Directions for this task :: Extract exactly and only the lines of the data below, starting at the line with "Detect white smoke" and stopping after the final line.
====== Input ======
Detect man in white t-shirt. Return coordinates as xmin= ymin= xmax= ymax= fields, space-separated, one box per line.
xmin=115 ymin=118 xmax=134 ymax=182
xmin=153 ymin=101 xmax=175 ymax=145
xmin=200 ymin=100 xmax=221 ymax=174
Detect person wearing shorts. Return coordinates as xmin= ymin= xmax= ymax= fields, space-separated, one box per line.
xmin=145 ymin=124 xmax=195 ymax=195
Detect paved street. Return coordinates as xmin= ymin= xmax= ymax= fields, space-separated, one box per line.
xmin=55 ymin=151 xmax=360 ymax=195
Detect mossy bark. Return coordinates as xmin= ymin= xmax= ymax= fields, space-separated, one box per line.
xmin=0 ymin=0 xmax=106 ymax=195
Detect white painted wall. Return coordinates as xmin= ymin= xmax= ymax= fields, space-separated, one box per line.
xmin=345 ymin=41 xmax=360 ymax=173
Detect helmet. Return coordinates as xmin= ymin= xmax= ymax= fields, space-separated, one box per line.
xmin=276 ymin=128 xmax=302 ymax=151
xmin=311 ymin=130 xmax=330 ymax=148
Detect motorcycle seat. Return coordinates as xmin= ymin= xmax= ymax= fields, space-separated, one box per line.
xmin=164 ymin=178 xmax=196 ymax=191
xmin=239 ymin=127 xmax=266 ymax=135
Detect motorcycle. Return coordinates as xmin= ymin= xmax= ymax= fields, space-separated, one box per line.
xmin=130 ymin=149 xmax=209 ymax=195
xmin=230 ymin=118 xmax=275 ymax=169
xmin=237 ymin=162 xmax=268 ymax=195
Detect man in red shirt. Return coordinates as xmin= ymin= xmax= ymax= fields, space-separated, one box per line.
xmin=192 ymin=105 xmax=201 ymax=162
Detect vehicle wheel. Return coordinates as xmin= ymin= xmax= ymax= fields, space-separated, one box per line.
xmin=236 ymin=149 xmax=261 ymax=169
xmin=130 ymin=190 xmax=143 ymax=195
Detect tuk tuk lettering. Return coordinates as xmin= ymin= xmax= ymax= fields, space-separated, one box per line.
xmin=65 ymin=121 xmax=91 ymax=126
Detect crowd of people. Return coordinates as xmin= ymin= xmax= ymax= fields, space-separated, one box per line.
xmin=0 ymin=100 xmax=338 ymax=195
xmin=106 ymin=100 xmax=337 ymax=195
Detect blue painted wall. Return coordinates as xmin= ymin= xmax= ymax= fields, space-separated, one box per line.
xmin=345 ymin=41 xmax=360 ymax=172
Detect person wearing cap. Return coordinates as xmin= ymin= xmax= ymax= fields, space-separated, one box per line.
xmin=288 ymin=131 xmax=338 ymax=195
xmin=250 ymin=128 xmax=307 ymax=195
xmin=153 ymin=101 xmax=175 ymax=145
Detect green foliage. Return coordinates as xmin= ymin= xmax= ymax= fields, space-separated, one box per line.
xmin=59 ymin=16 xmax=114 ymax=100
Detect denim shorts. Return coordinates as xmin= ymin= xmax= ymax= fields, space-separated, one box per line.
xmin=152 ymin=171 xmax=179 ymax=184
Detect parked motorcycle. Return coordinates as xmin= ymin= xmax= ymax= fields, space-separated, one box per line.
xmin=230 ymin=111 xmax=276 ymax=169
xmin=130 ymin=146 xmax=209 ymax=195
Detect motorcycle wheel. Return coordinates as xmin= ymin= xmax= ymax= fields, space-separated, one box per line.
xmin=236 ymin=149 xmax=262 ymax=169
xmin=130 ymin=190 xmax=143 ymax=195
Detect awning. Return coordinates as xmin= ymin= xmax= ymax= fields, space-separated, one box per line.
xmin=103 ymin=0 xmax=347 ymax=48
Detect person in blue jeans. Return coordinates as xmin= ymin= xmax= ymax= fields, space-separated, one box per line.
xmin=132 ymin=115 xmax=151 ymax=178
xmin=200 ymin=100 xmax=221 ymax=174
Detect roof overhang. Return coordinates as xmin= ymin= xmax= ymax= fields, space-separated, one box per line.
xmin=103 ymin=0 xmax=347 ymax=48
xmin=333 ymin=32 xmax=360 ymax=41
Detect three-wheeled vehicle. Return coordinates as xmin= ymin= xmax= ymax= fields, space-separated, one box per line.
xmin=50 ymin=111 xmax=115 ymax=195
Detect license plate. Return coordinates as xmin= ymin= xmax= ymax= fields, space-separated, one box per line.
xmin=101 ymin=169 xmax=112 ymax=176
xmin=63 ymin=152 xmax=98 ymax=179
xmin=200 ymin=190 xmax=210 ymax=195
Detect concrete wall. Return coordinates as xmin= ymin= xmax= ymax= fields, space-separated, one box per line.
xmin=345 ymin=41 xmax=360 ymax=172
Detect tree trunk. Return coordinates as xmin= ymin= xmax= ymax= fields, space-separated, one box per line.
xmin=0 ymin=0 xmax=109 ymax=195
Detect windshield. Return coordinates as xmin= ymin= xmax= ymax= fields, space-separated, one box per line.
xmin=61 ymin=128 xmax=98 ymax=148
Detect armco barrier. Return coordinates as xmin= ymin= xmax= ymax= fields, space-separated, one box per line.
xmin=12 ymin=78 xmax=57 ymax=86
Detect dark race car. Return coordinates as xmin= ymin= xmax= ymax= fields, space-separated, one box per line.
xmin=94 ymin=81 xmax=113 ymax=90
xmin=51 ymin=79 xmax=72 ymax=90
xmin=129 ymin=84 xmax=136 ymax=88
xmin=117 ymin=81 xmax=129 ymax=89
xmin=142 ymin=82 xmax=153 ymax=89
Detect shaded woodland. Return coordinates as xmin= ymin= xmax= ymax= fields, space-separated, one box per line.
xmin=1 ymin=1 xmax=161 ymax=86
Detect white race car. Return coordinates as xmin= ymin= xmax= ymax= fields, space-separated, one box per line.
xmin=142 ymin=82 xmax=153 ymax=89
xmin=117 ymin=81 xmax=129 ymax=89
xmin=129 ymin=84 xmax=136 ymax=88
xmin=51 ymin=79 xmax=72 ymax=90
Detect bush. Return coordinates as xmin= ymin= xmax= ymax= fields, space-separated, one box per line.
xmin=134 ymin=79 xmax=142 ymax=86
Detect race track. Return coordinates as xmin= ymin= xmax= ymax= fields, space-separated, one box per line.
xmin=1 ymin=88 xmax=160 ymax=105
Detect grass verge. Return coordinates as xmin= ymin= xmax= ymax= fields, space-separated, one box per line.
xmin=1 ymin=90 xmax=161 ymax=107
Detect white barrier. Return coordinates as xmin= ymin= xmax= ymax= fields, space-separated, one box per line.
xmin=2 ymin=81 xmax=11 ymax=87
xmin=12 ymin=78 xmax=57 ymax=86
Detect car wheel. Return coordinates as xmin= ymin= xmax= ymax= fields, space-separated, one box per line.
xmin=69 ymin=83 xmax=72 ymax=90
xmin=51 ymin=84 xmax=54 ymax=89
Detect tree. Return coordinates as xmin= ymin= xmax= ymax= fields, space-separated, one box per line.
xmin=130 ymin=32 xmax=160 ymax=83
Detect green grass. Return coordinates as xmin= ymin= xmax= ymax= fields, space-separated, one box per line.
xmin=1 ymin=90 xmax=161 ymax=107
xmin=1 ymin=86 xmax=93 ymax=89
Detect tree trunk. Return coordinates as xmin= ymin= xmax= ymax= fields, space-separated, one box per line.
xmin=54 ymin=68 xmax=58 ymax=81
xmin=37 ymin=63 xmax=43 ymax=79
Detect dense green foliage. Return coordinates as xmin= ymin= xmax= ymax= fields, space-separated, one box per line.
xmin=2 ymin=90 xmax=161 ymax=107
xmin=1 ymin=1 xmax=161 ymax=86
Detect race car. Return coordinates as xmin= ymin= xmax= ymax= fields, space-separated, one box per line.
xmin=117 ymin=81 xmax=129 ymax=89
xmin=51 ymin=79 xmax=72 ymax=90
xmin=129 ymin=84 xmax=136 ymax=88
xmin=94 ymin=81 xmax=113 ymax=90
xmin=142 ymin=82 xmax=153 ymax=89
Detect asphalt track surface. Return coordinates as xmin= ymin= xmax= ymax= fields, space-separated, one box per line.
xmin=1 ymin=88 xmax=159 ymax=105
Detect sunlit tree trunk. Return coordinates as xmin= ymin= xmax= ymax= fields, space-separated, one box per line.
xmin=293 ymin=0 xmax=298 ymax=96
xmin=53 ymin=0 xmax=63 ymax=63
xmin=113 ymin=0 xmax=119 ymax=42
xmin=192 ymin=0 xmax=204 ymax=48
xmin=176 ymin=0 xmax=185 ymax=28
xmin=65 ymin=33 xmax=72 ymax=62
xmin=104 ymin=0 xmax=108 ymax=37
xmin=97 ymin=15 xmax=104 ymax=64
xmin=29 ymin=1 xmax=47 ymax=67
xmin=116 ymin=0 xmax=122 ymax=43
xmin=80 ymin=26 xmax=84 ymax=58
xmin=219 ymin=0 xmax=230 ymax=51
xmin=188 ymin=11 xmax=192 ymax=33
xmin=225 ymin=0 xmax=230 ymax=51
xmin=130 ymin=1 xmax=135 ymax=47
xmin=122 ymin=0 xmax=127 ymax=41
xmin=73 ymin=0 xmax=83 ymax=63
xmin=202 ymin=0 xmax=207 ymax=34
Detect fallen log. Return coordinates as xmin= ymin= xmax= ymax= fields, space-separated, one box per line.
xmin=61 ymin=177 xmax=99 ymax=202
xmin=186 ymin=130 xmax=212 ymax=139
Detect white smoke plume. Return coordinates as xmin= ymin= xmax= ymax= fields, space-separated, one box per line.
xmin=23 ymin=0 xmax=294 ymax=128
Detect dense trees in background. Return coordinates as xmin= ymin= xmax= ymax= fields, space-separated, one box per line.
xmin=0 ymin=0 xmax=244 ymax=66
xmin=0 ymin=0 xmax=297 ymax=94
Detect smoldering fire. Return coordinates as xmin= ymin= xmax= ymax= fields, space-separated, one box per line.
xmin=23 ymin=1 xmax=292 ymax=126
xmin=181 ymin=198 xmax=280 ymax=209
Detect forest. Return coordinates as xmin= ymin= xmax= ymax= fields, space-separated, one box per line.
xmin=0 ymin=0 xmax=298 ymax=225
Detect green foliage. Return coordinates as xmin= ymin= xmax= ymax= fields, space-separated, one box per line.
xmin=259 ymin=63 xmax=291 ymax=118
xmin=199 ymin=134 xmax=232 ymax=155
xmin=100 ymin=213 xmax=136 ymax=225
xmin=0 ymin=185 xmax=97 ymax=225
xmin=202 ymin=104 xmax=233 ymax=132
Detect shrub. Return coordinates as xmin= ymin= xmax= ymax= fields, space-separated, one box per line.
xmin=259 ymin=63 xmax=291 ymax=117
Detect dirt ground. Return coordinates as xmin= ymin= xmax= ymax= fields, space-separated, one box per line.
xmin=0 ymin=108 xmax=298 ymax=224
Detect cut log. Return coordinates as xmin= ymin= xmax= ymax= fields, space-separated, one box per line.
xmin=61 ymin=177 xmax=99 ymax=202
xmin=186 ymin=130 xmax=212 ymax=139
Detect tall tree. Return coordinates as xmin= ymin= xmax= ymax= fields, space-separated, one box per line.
======
Exercise answer ::
Detect white smoke plume. Return coordinates as xmin= ymin= xmax= ymax= fields, space-separated, one box per line.
xmin=23 ymin=0 xmax=294 ymax=128
Detect dense trees in background. Return coordinates as xmin= ymin= xmax= ymax= fields, space-separated, one box per line.
xmin=0 ymin=0 xmax=244 ymax=66
xmin=0 ymin=0 xmax=297 ymax=94
Detect smoldering fire. Return coordinates as xmin= ymin= xmax= ymax= fields, space-separated, one box per line.
xmin=23 ymin=1 xmax=292 ymax=126
xmin=181 ymin=198 xmax=280 ymax=209
Detect forest. Return coordinates as xmin= ymin= xmax= ymax= fields, space-separated, one box per line.
xmin=0 ymin=0 xmax=298 ymax=225
Detect green foliage. Return coordinates as xmin= ymin= xmax= ymax= fields, space-separated, one box per line.
xmin=259 ymin=63 xmax=291 ymax=118
xmin=199 ymin=134 xmax=232 ymax=155
xmin=100 ymin=213 xmax=136 ymax=225
xmin=0 ymin=185 xmax=97 ymax=225
xmin=202 ymin=104 xmax=233 ymax=132
Detect shrub. Return coordinates as xmin= ymin= xmax= ymax= fields, space-separated, one box per line.
xmin=259 ymin=63 xmax=291 ymax=117
Detect dirt ground. Return coordinates as xmin= ymin= xmax= ymax= fields, space-separated, one box per line.
xmin=0 ymin=108 xmax=298 ymax=224
Detect cut log. Return coordinates as xmin= ymin= xmax= ymax= fields, space-separated, one box per line.
xmin=61 ymin=177 xmax=99 ymax=202
xmin=186 ymin=130 xmax=212 ymax=139
Detect tall tree. Return coordinates as xmin= ymin= xmax= ymax= fields, space-separated, one box per line.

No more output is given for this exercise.